YOUR OBJECTIVE -> Print only the line with "Each instance of the white wall" and the lines after it, ending with the last line of the material, each exactly as it stands.

---

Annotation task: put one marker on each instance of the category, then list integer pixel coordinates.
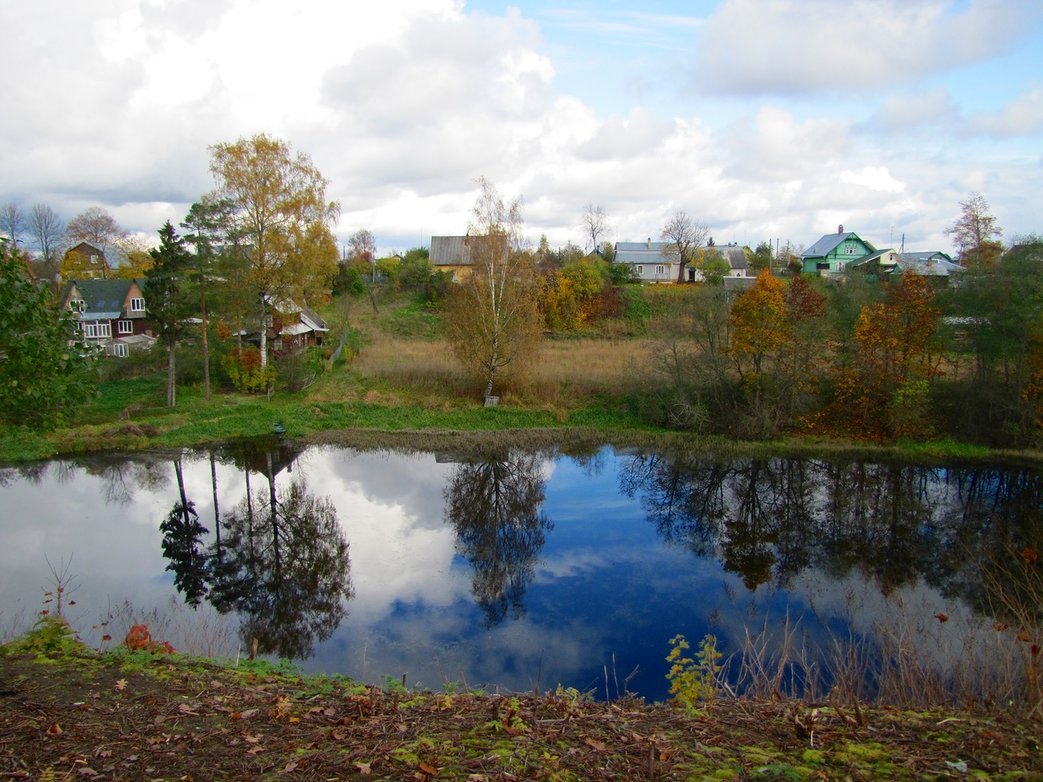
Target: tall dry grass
(562, 372)
(957, 659)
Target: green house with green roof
(834, 251)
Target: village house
(452, 254)
(834, 251)
(655, 263)
(291, 327)
(111, 314)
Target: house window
(97, 330)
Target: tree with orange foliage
(886, 390)
(760, 334)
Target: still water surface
(513, 568)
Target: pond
(510, 568)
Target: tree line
(875, 357)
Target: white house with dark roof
(110, 313)
(650, 262)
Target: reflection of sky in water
(604, 584)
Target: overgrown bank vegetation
(898, 361)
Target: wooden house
(110, 313)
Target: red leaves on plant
(138, 637)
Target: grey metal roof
(829, 242)
(927, 255)
(641, 252)
(928, 264)
(449, 251)
(734, 254)
(102, 298)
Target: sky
(763, 120)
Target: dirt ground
(145, 716)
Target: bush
(246, 373)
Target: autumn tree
(1002, 323)
(11, 221)
(759, 333)
(46, 370)
(975, 233)
(492, 320)
(47, 233)
(596, 223)
(96, 226)
(167, 299)
(362, 247)
(884, 393)
(282, 212)
(683, 237)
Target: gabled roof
(931, 264)
(641, 252)
(449, 251)
(734, 254)
(928, 255)
(829, 242)
(103, 299)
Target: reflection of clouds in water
(450, 644)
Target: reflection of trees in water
(286, 568)
(769, 519)
(282, 563)
(494, 509)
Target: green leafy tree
(167, 298)
(46, 370)
(217, 258)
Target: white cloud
(1023, 116)
(801, 46)
(935, 112)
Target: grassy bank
(69, 712)
(402, 380)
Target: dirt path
(141, 716)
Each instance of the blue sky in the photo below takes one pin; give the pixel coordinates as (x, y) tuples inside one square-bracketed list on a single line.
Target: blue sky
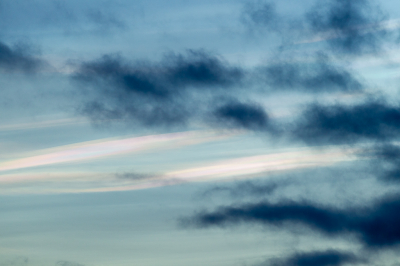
[(199, 132)]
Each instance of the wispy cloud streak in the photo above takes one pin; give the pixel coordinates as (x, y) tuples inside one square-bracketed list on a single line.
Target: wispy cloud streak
[(107, 147)]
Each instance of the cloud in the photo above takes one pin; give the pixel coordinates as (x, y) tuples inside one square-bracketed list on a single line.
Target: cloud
[(319, 76), (244, 189), (372, 120), (375, 227), (259, 14), (172, 92), (320, 258), (67, 263), (243, 115), (351, 26), (385, 160), (19, 58)]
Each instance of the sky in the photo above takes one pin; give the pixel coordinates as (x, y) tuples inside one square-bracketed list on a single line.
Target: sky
[(219, 133)]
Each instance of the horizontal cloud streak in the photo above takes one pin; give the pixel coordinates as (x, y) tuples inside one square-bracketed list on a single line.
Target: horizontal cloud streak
[(102, 148)]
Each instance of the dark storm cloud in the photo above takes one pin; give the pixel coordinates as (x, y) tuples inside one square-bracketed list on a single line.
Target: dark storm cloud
[(375, 227), (371, 120), (349, 26), (386, 161), (319, 76), (317, 258), (243, 115), (19, 58), (260, 14), (166, 93)]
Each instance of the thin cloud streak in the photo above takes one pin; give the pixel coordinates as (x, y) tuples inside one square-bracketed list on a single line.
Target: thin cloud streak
[(107, 147), (231, 169)]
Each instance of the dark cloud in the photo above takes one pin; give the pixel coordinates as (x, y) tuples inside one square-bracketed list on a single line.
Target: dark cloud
[(372, 120), (349, 26), (260, 14), (387, 161), (376, 226), (317, 258), (243, 115), (319, 76), (19, 58), (167, 93)]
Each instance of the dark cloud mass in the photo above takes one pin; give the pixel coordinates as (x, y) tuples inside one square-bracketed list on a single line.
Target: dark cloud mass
[(18, 58), (167, 93), (260, 14), (372, 120), (387, 161), (317, 258), (349, 26), (249, 116), (376, 227)]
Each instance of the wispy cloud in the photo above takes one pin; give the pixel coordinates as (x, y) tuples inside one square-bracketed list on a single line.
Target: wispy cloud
[(108, 147)]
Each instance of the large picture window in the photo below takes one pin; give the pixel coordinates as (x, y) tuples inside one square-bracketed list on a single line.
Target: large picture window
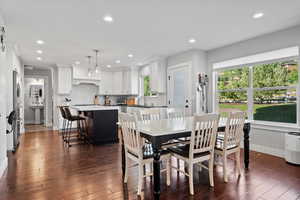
[(267, 92)]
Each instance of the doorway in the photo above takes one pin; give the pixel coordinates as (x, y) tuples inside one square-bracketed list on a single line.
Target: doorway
[(36, 103), (180, 87)]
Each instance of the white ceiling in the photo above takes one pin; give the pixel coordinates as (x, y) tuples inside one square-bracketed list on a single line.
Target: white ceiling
[(72, 28)]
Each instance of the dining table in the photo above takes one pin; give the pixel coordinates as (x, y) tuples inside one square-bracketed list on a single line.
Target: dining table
[(158, 132)]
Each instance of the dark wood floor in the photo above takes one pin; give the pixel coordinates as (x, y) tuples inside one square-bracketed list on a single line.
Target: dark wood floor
[(43, 169)]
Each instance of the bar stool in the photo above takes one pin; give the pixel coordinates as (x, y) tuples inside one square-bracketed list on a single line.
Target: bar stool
[(63, 114), (80, 126)]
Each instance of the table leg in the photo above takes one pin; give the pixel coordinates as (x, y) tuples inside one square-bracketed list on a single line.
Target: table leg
[(156, 172), (246, 145), (123, 154)]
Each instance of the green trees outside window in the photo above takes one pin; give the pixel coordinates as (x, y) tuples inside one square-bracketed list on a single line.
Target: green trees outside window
[(272, 88)]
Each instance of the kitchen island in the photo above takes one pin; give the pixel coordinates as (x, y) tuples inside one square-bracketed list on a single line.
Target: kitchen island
[(101, 123)]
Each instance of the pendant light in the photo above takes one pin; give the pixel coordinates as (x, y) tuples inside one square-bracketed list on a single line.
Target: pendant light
[(96, 58), (89, 65)]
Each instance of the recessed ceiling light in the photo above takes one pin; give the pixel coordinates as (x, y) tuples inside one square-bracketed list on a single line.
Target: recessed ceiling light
[(192, 40), (40, 42), (108, 19), (258, 15)]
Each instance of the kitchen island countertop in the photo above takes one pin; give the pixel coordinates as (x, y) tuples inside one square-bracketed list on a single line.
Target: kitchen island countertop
[(94, 107)]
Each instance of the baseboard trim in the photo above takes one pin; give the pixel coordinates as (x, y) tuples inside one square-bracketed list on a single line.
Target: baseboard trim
[(3, 166), (267, 150)]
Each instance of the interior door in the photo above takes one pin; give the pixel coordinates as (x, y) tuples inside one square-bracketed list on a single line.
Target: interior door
[(179, 87), (3, 145)]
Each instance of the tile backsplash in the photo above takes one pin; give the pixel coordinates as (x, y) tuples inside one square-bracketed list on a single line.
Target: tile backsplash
[(159, 100)]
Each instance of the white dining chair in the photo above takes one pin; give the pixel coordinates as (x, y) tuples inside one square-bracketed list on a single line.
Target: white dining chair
[(228, 142), (150, 114), (201, 147), (175, 113), (139, 152)]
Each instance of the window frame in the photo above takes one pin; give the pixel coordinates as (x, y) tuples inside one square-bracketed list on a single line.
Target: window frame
[(251, 90)]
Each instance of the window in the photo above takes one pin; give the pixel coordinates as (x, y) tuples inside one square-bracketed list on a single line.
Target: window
[(147, 89), (267, 92)]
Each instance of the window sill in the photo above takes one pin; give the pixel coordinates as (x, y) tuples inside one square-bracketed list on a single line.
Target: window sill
[(275, 126)]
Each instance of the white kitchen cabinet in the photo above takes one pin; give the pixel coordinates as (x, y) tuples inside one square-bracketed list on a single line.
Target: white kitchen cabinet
[(64, 80), (130, 82), (158, 76), (117, 82), (106, 84)]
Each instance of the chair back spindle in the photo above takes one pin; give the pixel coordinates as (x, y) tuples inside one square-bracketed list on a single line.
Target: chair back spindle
[(234, 129), (132, 139), (204, 133)]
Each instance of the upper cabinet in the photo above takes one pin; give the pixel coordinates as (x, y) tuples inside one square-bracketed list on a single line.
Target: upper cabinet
[(119, 83), (130, 82), (64, 80), (158, 76), (106, 83)]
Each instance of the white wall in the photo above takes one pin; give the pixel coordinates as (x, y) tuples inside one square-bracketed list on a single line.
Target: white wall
[(44, 73), (29, 114), (14, 64), (9, 61), (268, 141), (198, 58)]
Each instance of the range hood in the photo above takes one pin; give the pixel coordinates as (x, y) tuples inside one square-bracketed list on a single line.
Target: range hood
[(86, 80)]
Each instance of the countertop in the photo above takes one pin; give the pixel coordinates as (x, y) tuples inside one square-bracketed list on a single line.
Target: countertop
[(137, 106), (94, 107)]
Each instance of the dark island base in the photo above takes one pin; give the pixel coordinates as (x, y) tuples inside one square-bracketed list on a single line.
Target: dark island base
[(102, 126)]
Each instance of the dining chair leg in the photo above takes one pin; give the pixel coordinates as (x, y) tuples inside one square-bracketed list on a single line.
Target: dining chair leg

---

EXPECTED ANSWER ->
Each instance of the white wall in the photo above takes one pin; give the pixel coordinates as (x, y) tuples inside one square-bracketed list on a single line.
Target: white wall
[(44, 73), (29, 114), (14, 64), (9, 61), (268, 141), (198, 58)]
Each instance of the range hood in the photo above takes one pin; give the pixel coordinates as (x, y) tuples inside one square-bracketed list on a single line.
Target: range hood
[(86, 80)]
Each instance of the countertop in the photo above takes one pin; give the pixel coordinates as (x, y) tuples inside one square-bracketed list on a single line.
Target: countertop
[(137, 106), (94, 107)]
Each instance of the dark island base in the photo above takes one pin; give the pixel coordinates as (x, y) tuples inside one square-bracketed list on a single line.
Target: dark island base
[(102, 126)]
Each instance of the dining chair leg in the photo above takes one pin; give the pixel coordinates as (x, y) tuples inside one square-bracketed list on a single line.
Target: dining chair leg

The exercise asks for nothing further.